Tarefa pedida: Reescreva o trecho do texto sobre o DMA entre "O artigo 3 do" e "três exercícios fiscais.", inclusive, trocando "critérios cumulativos" por "requisitos cumulativos".
::: Texto
Durante sua tramitação, uma das críticas mais recorrentes ao DMA foi a vagueza em relação à parte dos conceitos elencados[3]. Há uma preocupação no sentido de que a definição prevista no DMA possa ser tanto sub-inclusiva pelo conteúdo, quanto sobre-inclusiva, pela potencial abrangência dos critérios objetivos de faturamento. Em dezembro do ano passado, a Comissão Europeia deu um passo importante para enfrentar a questão, ao apresentar para consulta pública uma proposta de regulamentação dos procedimentos para designação de plataformas como gatekeepers, que envolve a possibilidade de contraditório.[4]

O artigo 3 do DMA estabelece que as plataformas que preencherem determinados requisitos objetivos de faturamento, atuação geográfica, número de usuários, entre outros, devem notificar a Comissão, a fim de que se inicie o procedimento de avaliação do status de gatekeeper. Esse conceito busca espelhar três critérios cumulativos: (a) existência de impacto significativo da plataforma no mercado interno europeu; (b) fornecimento de um "serviço essencial de plataforma, que sirva como infraestrutura para o acesso de outras empresas ao mercado"; e (c) desfrute de uma posição entrincheirada, satisfazendo os requisitos objetivos nos últimos três exercícios fiscais.
::::::
::: Dados fornecidos
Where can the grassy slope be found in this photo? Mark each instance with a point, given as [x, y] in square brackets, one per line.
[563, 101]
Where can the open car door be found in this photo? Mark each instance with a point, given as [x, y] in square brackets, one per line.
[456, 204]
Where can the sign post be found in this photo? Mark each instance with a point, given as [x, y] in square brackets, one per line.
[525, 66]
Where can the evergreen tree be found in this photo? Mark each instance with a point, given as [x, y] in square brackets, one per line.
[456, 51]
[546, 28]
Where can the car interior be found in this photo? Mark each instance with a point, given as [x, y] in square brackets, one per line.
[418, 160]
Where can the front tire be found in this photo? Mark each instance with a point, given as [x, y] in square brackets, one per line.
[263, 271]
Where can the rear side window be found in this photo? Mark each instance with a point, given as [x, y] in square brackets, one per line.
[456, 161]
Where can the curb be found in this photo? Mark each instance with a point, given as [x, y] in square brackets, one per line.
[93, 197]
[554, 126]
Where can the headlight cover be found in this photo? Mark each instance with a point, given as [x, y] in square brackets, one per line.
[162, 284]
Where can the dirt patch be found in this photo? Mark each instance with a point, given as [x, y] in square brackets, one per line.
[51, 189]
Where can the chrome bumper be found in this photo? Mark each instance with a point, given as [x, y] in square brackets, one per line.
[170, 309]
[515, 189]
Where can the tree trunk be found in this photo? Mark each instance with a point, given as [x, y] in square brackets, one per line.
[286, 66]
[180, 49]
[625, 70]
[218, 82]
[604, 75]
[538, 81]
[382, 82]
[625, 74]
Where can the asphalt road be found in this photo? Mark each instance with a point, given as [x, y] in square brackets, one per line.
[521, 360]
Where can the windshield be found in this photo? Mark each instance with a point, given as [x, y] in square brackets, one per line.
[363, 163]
::::::
Resposta completa:
O artigo 3 do DMA estabelece que as plataformas que preencherem determinados requisitos objetivos de faturamento, atuação geográfica, número de usuários, entre outros, devem notificar a Comissão, a fim de que se inicie o procedimento de avaliação do status de gatekeeper. Esse conceito busca espelhar três requisitos cumulativos: (a) existência de impacto significativo da plataforma no mercado interno europeu; (b) fornecimento de um "serviço essencial de plataforma, que sirva como infraestrutura para o acesso de outras empresas ao mercado"; e (c) desfrute de uma posição entrincheirada, satisfazendo os requisitos objetivos nos últimos três exercícios fiscais.